◆ Blocco di testo ◆
========

L’entusiasmo quando c’è dura comunque poco, il disincanto prende forma lentamente ma poi accelera e permane a lungo, perché il reincantamento è cosa complicata, richiede tempo, non è neppure detto che accada.
Che l’entusiasmo sia di breve durata lo dimostra in questi anni tecnologici quanto poco sia durato per ogni novità o innovazione tecnologica. La sua breve durata è stata determinata anche dall’emergere di comportamenti conformistici che si sono fatti passivi, subiti, ridotti al semplice funzionare e al trarne benefici (risultati) utilitaristici. E con questo tipo di comportamenti di entusiasmo se ne sperimenta poco.
Il disincanto di cui parlo da tempo è quello tecnologico, non si vede, forse non si percepisce neppure, non nasce dal rifiuto della tecnologia, del progresso tecnico e scientifico, ma da una riflessione critica che porta alla consapevolezza di quanto poco intelligentemente usiamo le tecnologie a scopo emancipatorio e liberatorio, vittime come siamo di scelte, utilizzi e comportamenti suggeriti da chi le piattaforme possiede e dal modo con cui sono raccontate.
Nei tempi della proliferazione entusiasta delle IA di entusiasmo ce n’è sempre meno. Come si fa infatti a essere entusiasti mentre siamo costantemente attaccati a uno schermo, mentre le IA si divertono da matte a sperimentare la loro creatività, a comporre immagini, a disegnare e a raccontarci passato, presente e futuro.

========

◆ Voci elencate in un dataset ◆
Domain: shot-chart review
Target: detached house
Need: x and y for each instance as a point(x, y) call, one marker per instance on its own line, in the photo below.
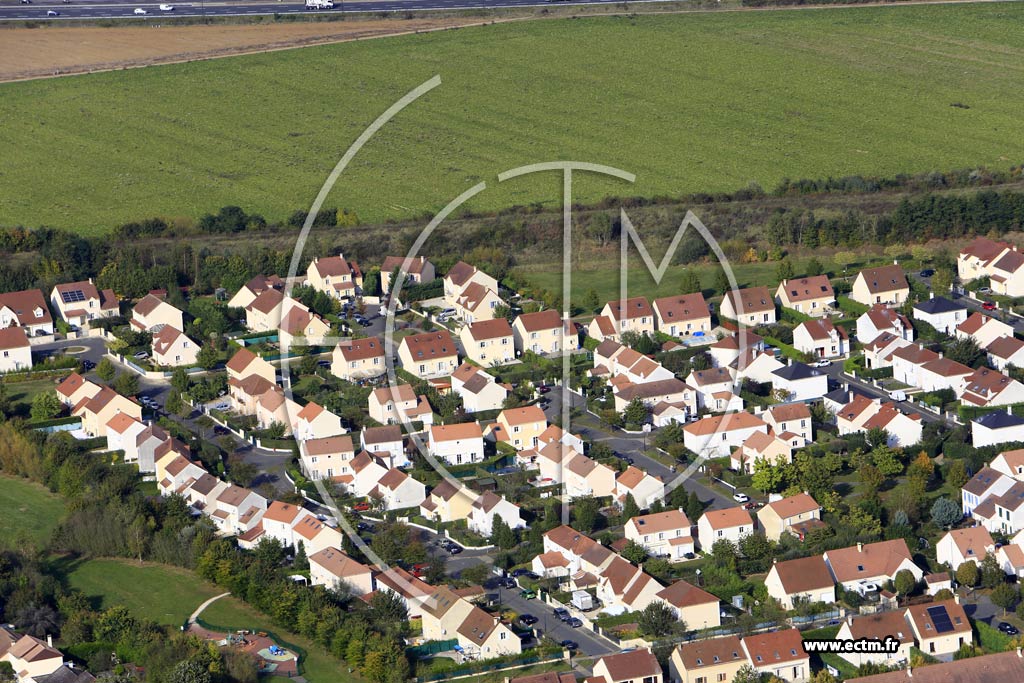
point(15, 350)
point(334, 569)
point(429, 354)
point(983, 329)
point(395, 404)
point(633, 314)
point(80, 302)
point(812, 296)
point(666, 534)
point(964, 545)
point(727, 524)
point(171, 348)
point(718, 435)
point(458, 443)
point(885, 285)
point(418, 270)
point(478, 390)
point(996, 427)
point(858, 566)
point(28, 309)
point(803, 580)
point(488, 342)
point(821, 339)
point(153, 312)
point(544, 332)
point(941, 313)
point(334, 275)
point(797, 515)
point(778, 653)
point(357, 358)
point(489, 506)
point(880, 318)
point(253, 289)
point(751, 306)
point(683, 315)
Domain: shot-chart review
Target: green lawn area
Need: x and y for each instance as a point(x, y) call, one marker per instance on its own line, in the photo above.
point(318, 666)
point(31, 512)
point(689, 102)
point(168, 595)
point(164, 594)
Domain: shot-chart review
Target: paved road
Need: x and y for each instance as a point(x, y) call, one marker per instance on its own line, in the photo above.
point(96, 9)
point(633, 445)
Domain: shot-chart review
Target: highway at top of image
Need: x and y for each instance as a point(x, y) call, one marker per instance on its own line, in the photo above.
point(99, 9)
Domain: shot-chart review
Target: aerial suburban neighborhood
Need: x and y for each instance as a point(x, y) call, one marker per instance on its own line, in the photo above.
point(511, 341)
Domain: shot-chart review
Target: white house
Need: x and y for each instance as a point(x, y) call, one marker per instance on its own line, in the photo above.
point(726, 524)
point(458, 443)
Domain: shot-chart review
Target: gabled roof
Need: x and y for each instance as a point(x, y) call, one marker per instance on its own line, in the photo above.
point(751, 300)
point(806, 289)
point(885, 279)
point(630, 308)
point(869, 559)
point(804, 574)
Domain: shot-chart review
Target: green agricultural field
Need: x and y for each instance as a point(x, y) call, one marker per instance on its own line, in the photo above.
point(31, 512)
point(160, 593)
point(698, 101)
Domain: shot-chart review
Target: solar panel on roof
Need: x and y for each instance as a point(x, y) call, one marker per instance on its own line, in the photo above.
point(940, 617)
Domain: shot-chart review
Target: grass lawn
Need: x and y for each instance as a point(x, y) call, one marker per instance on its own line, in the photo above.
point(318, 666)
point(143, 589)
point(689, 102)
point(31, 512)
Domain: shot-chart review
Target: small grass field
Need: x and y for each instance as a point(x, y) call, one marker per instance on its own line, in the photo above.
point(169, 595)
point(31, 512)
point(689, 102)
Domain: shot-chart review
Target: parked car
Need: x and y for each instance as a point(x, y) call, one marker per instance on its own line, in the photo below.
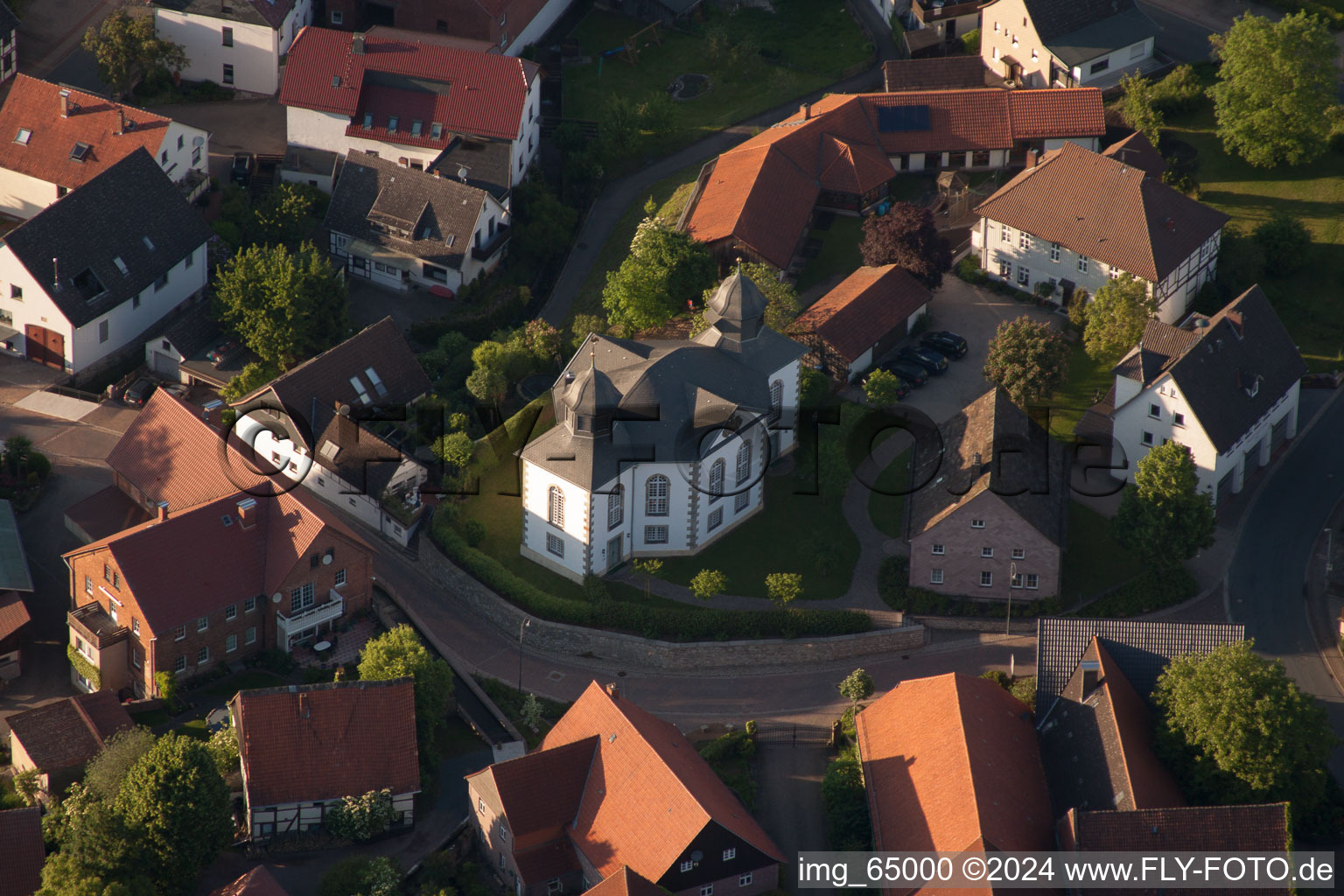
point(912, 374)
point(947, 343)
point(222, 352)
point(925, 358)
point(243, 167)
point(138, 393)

========

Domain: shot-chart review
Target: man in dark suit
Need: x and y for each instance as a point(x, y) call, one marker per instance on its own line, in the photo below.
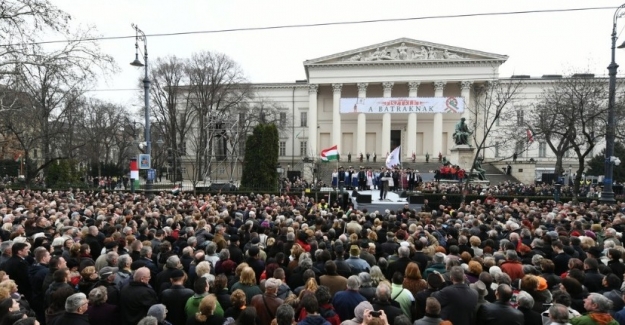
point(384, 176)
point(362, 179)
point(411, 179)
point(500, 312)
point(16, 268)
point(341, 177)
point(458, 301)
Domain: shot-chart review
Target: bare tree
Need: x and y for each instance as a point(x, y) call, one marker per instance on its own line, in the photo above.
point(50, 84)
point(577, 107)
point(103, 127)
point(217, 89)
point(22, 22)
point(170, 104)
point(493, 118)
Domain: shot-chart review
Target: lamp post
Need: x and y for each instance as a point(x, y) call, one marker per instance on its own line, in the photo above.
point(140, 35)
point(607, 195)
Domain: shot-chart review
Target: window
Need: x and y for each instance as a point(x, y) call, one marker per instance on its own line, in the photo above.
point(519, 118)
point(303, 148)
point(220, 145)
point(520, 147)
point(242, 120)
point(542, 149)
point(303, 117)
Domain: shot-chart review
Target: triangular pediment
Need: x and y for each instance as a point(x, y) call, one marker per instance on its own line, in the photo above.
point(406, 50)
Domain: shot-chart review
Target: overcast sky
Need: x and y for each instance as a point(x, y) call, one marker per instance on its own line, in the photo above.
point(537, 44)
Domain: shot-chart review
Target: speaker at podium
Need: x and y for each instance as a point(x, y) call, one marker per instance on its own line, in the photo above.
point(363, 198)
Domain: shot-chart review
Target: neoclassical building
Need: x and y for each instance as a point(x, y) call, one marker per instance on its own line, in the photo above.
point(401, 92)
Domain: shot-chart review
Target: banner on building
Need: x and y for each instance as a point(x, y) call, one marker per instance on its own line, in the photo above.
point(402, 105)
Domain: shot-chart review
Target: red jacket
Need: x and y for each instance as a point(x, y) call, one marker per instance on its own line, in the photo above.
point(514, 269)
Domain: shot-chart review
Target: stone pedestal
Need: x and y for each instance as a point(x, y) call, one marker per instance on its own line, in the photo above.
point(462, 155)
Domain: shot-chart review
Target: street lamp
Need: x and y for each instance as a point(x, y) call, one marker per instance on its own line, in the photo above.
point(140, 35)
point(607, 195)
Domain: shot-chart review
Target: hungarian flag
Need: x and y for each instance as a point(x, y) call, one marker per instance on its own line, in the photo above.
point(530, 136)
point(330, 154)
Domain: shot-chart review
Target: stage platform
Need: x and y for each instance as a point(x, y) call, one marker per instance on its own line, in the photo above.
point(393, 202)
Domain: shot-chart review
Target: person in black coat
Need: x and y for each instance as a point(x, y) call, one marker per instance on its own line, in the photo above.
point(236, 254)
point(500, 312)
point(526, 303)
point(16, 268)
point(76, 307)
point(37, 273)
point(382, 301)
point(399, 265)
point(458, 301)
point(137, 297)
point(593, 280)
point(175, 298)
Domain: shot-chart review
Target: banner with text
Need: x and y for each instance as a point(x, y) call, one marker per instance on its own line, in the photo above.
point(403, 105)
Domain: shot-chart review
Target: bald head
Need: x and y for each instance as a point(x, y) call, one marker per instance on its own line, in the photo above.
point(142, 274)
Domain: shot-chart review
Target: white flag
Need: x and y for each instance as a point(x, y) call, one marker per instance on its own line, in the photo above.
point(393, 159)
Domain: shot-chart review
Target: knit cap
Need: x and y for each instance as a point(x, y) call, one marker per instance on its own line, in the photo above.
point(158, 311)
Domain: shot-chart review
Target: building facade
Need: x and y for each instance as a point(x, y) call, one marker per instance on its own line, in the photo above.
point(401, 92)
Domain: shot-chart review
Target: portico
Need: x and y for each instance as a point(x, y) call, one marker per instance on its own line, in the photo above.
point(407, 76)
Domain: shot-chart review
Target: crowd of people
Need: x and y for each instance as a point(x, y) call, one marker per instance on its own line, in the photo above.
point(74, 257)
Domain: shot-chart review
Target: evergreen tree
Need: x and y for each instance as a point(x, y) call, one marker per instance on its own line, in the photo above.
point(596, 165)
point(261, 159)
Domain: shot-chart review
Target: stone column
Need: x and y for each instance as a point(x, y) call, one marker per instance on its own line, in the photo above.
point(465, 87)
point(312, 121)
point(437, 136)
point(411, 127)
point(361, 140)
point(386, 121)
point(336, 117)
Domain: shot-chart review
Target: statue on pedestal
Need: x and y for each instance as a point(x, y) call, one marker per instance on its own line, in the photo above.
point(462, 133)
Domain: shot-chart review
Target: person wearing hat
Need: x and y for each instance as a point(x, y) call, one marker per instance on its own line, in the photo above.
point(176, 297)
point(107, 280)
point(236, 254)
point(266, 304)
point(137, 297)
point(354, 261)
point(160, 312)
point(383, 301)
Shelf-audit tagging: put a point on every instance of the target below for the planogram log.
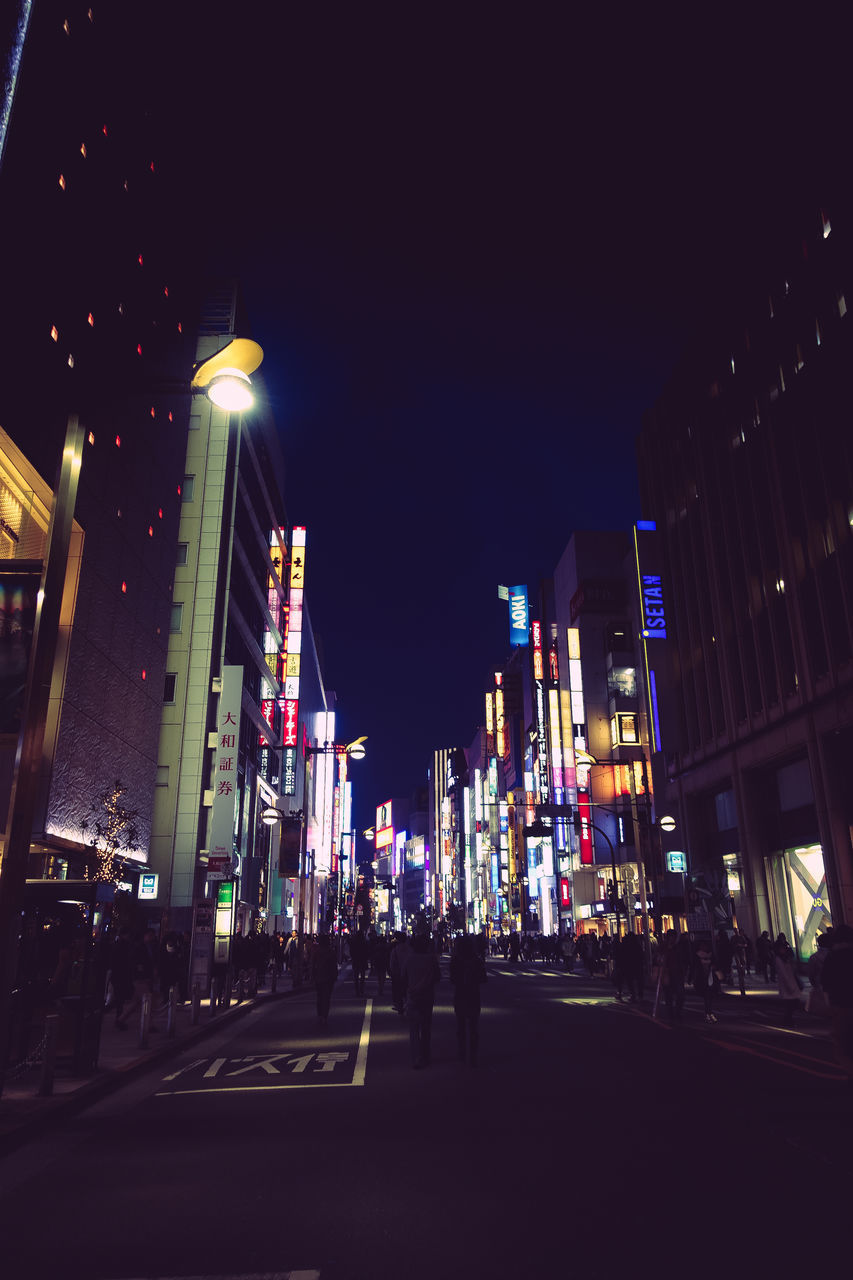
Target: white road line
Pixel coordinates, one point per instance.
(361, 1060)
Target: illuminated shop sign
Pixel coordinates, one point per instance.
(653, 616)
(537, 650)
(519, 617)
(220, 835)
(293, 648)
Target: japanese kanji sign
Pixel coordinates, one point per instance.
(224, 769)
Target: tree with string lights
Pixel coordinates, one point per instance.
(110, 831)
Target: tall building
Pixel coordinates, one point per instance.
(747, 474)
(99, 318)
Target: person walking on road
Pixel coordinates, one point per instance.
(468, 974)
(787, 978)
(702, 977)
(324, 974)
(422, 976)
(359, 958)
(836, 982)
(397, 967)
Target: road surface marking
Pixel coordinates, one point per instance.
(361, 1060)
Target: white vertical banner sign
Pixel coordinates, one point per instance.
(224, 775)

========

◆ Il tuo compito ◆
Indica se queste affermazioni concordano con il testo sul disincanto tecnologico: (a) il disincanto tecnologico nasce dal rifiuto della tecnologia; (b) l'entusiasmo, quando c'è, dura poco; (c) il reincantamento avviene sempre e in fretta. Per ciascuna rispondi sì o no e cita le parole decisive del testo. Per svolgere l'esercizio le voci non servono.

◆ Risposta all'esercizio ◆
(a) No: «non nasce dal rifiuto della tecnologia, del progresso tecnico e scientifico»
(b) Sì: «L’entusiasmo quando c’è dura comunque poco»
(c) No: «il reincantamento è cosa complicata, richiede tempo, non è neppure detto che accada»